EXERCISE DETAILS :: Convert the rows below, from the line containing "Which spot sits on each instance of the wooden" up to and including the line containing "x=204 y=105", into a JSON list of strings, one string per line, with blank lines omitted.

PROVIDED DATA ::
+++++

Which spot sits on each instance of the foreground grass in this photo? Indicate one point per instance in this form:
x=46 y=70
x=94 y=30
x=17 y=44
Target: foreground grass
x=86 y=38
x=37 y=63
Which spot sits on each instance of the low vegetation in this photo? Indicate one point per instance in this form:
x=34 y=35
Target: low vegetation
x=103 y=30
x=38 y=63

+++++

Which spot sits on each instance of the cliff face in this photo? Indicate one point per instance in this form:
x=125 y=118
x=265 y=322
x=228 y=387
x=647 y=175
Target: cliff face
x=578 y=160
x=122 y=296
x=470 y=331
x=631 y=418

+++++

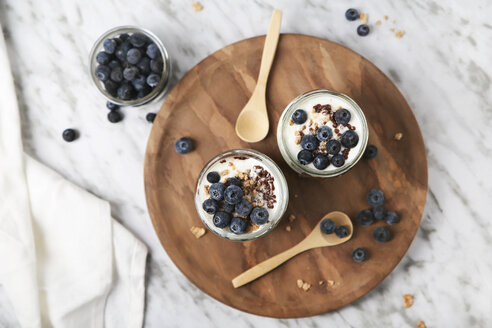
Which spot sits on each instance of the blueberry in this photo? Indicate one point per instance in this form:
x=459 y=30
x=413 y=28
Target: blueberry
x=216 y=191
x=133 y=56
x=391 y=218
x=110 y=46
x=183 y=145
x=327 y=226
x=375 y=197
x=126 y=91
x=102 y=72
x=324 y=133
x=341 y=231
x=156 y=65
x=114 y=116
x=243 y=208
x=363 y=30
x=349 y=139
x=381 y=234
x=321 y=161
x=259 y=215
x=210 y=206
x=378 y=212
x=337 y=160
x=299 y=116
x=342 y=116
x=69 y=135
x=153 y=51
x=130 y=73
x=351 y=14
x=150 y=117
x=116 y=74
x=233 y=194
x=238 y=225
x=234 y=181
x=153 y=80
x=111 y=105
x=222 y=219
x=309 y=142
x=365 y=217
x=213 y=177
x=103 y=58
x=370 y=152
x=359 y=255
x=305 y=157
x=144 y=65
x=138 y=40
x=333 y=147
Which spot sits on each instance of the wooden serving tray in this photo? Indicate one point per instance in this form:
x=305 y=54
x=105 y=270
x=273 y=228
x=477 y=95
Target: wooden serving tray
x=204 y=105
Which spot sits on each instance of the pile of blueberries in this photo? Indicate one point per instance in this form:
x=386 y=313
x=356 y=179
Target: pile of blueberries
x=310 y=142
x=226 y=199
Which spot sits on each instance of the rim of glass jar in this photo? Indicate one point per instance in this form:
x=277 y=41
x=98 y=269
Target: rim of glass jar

+++++

RESULT OF THE TASK ::
[
  "Which spot sits on each instance of the wooden serving tray in this photo? Indicate one point per instance in this form:",
  "x=305 y=54",
  "x=105 y=270",
  "x=273 y=228",
  "x=477 y=95",
  "Target: wooden serving tray",
  "x=204 y=105"
]